# PASSAGE GIVEN:
######

WORKING
AGAINST THE GRAIN: WOMEN SCULPTORS IN BRITAIN c.1885-1950
By Pauline Rose
Liverpool University Press. 300 pages. £30. ISBN 978-78962-156-3
Reviewed by Jim Burns
In
1901 a leading critic, Marion Harry Spielmann, referred to “a bevy
of fair sculptresses” when writing about the growing number of
female artists making their presence felt in Britain. Spielmann
would probably have been described as a sympathetic observer of the
scene, but there was something of a patronising tone in his choice
of words. It was generally felt that women were mostly just dabbling
when it came to the arts. And with regard to sculpture, there was
often an expression of surprise that an activity supposedly
involving carving and chiselling, and large lumps of wood or stone,
should attract members of the “fair” sex.
Even when it was accepted that some women were determined to make
themselves known as sculptors, it was often assumed that they would
be best occupied with decorative rather than any kind of monumental
work. They neither thought imaginatively enough in big terms, nor
had the physical strength and stamina to carry out any projects
beyond the modestly planned. Or so it was suggested. Pauline Rose
says that “where their sculpture was praised this was often hedged
about with hints of substantial input from male assistants”.
Rose refers to the practical problems faced by women: “Sculpture is
an expensive practice. For work in marble or bronze the artist would
need access to workshop facilities where clay models could be cast
in plaster to produce a template for a stone or bronze sculpture”.

######

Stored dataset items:

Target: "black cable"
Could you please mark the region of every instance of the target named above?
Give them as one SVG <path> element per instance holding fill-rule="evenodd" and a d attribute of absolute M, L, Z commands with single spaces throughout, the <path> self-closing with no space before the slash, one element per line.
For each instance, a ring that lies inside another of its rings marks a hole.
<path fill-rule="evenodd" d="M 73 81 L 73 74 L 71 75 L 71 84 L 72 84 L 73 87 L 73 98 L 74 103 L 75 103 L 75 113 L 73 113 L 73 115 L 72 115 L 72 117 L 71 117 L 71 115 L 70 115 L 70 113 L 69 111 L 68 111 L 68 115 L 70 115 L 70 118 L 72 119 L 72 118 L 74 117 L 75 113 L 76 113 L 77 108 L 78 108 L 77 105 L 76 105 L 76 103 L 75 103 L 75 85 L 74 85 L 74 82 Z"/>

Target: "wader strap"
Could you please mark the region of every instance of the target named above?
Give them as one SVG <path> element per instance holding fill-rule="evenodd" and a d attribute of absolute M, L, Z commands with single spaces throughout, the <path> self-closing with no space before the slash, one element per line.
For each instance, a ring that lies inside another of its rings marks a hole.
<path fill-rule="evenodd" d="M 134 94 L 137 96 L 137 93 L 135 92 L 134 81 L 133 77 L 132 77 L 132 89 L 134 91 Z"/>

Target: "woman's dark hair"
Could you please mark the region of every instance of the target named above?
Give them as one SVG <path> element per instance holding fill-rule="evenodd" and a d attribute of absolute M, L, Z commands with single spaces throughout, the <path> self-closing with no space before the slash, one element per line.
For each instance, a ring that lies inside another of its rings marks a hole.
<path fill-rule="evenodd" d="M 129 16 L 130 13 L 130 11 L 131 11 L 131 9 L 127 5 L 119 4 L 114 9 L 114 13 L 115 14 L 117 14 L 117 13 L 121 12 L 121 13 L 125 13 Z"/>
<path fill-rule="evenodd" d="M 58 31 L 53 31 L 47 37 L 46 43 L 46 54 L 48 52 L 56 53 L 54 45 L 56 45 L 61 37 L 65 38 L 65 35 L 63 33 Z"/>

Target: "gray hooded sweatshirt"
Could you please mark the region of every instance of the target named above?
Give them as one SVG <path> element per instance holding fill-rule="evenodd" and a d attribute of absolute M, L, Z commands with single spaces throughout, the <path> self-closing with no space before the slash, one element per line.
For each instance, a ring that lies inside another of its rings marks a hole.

######

# PROBLEMS TO SOLVE:
1 – Say whether each statement agrees with the review of the book on women sculptors in Britain, answering yes or no and quoting the deciding words: (a) Spielmann wrote of "a bevy of fair sculptresses" in 1901; (b) women sculptors were assumed to be best suited to monumental work; (c) Rose calls sculpture an inexpensive practice.
2 – Please carry the review of the book on women sculptors in Britain further, starting after its last sentence.

# RESULTS IN ORDER:
1 –
(a) Yes: "1901 a leading critic, Marion Harry Spielmann, referred to “a bevy of fair sculptresses”"
(b) No: "it was often assumed that they would be best occupied with decorative rather than any kind of monumental work"
(c) No: "Sculpture is an expensive practice."

2 –
But she also stresses that many female sculptors were “sensibly
pragmatic in the pursuit of their careers. Few of them were in a
financial or social position to deliberately make work that might
not find a buyer or was not part of a paid commission”. They
sculpted statuettes which could be editioned, “thus generating a
reasonably reliable income with which to make more individual
pieces”. And they sometimes had “a flexible attitude towards
operating as an assistant or as a ‘professional’, and moving between
the ‘fine’ and ‘decorative’ arts as opportunities presented
themselves and as financial concerns demanded”.
It is probably true to say that, compared to women painters, little
attention has been paid to women sculptors in art-history projects.
According to Rose, there is a bias in much art-historical writing
“towards work that is seen as innovative”. Barbara Hepworth has been
extensively written about and is probably the best-known British
sculptor in Working
Against the Grain. But she is not typical of the majority of
the women that Rose focuses on. They could not usually afford to
experiment, or stray too far stylistically, and so had to “recognise
the preferences of patrons as opposed to those of art critics”.
Patrons mostly meant buyers and not subsidies from arts associations
and the like.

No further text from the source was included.